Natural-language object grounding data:
++++++++

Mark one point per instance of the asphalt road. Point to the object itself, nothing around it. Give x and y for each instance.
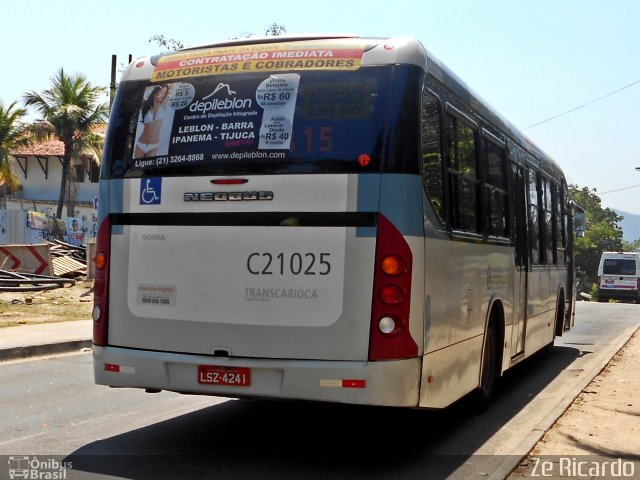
(51, 407)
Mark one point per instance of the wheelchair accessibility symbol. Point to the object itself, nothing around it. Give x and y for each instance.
(150, 191)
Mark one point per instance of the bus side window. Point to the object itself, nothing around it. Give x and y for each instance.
(496, 193)
(431, 151)
(534, 219)
(463, 175)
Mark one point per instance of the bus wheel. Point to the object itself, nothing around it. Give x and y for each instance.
(489, 376)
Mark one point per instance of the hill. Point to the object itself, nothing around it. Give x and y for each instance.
(630, 226)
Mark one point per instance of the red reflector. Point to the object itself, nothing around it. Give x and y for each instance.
(353, 384)
(229, 181)
(393, 265)
(391, 295)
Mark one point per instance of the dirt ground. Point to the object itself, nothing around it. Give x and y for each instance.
(602, 424)
(58, 305)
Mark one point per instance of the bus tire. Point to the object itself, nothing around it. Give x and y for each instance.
(483, 395)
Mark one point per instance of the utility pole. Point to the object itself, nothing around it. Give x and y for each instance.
(113, 85)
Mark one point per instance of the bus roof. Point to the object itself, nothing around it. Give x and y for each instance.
(380, 51)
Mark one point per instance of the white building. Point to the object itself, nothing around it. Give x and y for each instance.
(39, 169)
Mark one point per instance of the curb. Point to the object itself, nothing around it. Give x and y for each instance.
(40, 350)
(526, 446)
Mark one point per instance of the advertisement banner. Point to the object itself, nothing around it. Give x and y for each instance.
(256, 58)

++++++++

| Task goal |
Only the lines from the one with "Mark one point per instance of the bus tire." through the end of the records above are to be copied, exactly as written.

| Reply to the task |
Mark one point per instance of the bus tire. Point to the object itself, nothing around it. Give x and y for each instance.
(483, 395)
Mark one point per instance of the utility pole. Point to the object itself, nothing around it. Give x and y for each instance.
(113, 85)
Mark one point per instance of the bus roof. Point to the object itself, nothing around it. Give x and y for each instance.
(380, 51)
Mark one point per instance of the white building. Point to the object itself, nothing around it. Give x and y for each instance.
(39, 169)
Mark one point per instance of the curb. Point to the object itself, nothing around it. Give x and y for each instance.
(40, 350)
(526, 446)
Mark one point per instance of the advertisement banner. Point to the object itself, nothing around it. Give x and y for each instance.
(256, 58)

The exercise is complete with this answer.